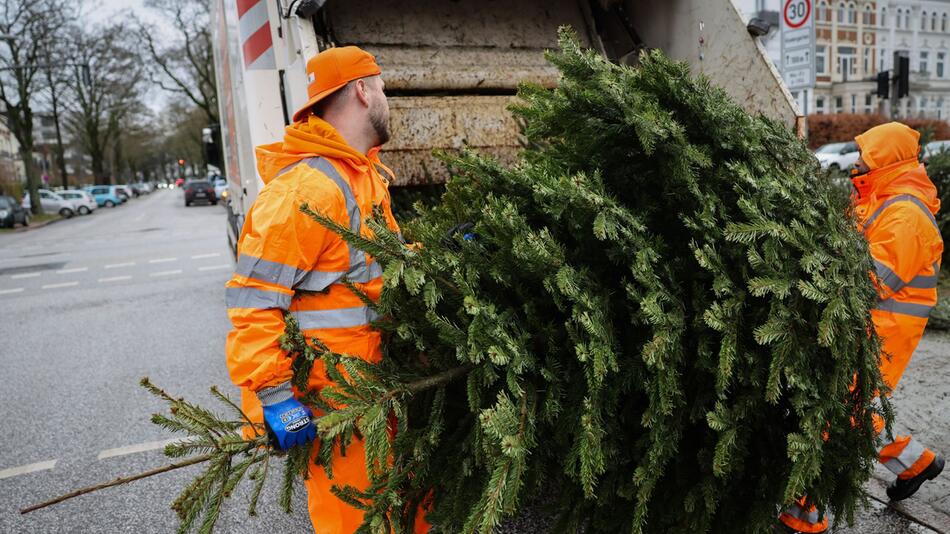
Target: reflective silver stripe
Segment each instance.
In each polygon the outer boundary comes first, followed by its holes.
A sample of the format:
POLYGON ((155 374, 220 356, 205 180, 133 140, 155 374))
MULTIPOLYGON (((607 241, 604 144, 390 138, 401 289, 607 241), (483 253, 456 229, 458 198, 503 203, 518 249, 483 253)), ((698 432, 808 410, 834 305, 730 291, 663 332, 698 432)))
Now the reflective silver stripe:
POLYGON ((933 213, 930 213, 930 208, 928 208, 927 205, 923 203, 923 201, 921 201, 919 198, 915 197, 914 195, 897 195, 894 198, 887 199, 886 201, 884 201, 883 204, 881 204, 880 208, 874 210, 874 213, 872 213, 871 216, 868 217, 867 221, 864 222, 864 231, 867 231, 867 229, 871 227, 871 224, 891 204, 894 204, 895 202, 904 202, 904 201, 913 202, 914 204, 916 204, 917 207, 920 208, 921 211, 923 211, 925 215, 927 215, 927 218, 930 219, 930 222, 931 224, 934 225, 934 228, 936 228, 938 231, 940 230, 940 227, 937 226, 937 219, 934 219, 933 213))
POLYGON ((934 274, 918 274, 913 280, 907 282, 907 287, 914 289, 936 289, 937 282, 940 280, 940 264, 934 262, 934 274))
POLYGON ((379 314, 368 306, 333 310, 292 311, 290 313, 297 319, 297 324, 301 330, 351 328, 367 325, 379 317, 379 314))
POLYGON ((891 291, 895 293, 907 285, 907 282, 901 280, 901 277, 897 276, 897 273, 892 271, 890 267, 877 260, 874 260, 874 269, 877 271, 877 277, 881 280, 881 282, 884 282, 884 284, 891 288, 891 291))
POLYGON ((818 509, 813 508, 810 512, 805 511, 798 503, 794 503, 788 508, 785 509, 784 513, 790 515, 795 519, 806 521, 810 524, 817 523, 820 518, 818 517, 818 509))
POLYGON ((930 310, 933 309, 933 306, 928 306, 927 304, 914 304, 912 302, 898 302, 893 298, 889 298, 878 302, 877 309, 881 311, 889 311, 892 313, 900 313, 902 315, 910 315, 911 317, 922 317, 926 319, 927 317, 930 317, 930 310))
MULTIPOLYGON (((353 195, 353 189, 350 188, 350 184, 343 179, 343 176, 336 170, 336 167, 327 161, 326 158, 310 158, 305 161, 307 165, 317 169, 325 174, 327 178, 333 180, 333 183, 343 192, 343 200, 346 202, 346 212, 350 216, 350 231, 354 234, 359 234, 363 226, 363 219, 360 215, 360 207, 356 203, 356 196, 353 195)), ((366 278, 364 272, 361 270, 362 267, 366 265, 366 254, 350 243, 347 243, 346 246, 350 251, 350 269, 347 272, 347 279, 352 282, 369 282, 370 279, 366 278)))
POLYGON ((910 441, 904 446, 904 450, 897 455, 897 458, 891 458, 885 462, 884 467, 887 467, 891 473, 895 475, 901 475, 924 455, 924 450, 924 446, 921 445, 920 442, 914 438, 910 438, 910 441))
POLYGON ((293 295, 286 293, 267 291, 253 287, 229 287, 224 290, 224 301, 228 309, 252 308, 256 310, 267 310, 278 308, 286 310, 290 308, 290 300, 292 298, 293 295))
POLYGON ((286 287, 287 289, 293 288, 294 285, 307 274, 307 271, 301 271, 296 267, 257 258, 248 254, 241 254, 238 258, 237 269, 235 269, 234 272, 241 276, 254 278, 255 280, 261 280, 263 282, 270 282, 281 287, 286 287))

* Aim of the task
Output every line of the items above as a Markdown table with the columns "Index" and "Line", numbering the rows, skipping blank lines and leaving out the pictures.

* Response to the exercise
| Index | Line |
|---|---|
| 1 | Target: reflective silver stripe |
| 2 | Segment each instance. |
| 3 | In each polygon the outer boundary comes first, followed by its holes. |
| 4 | A sample of the format: |
| 5 | POLYGON ((155 374, 220 356, 205 180, 133 140, 155 374)) |
| 6 | MULTIPOLYGON (((607 241, 604 144, 390 138, 401 289, 607 241), (483 253, 456 229, 458 198, 503 203, 518 249, 483 253)), ((698 432, 808 410, 834 305, 730 291, 663 332, 698 432))) |
| 7 | Now the reflective silver stripe: |
| 8 | POLYGON ((933 213, 930 213, 930 208, 928 208, 927 205, 923 203, 923 201, 921 201, 919 198, 915 197, 914 195, 897 195, 894 198, 887 199, 886 201, 884 201, 883 204, 881 204, 880 208, 874 210, 874 213, 872 213, 871 216, 868 217, 867 221, 864 222, 864 231, 867 231, 867 229, 871 227, 871 224, 891 204, 894 204, 895 202, 904 202, 904 201, 913 202, 914 204, 916 204, 917 207, 920 208, 921 211, 923 211, 925 215, 927 215, 927 218, 930 219, 930 222, 931 224, 934 225, 934 228, 936 228, 938 231, 940 230, 940 227, 937 226, 937 219, 934 219, 933 213)) |
| 9 | POLYGON ((934 274, 918 274, 913 280, 907 282, 907 287, 914 289, 936 289, 937 282, 940 280, 940 264, 934 262, 934 274)) |
| 10 | POLYGON ((379 314, 368 306, 333 310, 292 311, 290 313, 297 319, 297 324, 301 330, 351 328, 367 325, 379 317, 379 314)) |
| 11 | POLYGON ((891 291, 895 293, 907 285, 907 282, 901 280, 901 277, 897 276, 897 273, 892 271, 890 267, 877 260, 874 260, 874 269, 877 271, 877 277, 881 280, 881 282, 884 282, 884 284, 891 288, 891 291)) |
| 12 | POLYGON ((818 509, 813 508, 810 512, 805 511, 798 503, 794 503, 788 508, 785 509, 784 513, 790 515, 795 519, 806 521, 810 524, 817 523, 820 518, 818 517, 818 509)) |
| 13 | POLYGON ((930 310, 933 309, 933 306, 928 306, 927 304, 914 304, 912 302, 898 302, 893 298, 889 298, 878 302, 877 309, 881 311, 889 311, 892 313, 900 313, 902 315, 910 315, 911 317, 922 317, 926 319, 927 317, 930 317, 930 310)) |
| 14 | MULTIPOLYGON (((353 195, 353 189, 350 188, 350 184, 343 179, 343 176, 336 170, 336 167, 327 161, 326 158, 310 158, 305 161, 307 165, 317 169, 325 174, 327 178, 333 180, 333 183, 343 192, 343 200, 346 202, 346 212, 350 216, 350 231, 354 234, 359 234, 363 226, 363 219, 360 215, 360 207, 356 203, 356 196, 353 195)), ((366 278, 364 272, 361 270, 362 267, 366 265, 366 254, 350 243, 347 243, 346 246, 350 251, 350 269, 347 272, 347 279, 352 282, 369 282, 370 279, 366 278))) |
| 15 | POLYGON ((910 441, 904 446, 904 450, 897 455, 897 458, 891 458, 885 462, 884 467, 887 467, 891 473, 895 475, 901 475, 924 455, 924 450, 924 446, 921 445, 920 442, 914 438, 910 438, 910 441)) |
| 16 | POLYGON ((293 295, 286 293, 267 291, 253 287, 229 287, 224 290, 224 301, 228 309, 252 308, 256 310, 267 310, 278 308, 286 310, 290 308, 290 300, 292 298, 293 295)) |
| 17 | POLYGON ((286 287, 287 289, 293 288, 294 285, 307 274, 307 271, 301 271, 296 267, 257 258, 248 254, 241 254, 238 258, 237 269, 235 269, 234 272, 241 276, 254 278, 255 280, 261 280, 263 282, 270 282, 281 287, 286 287)) |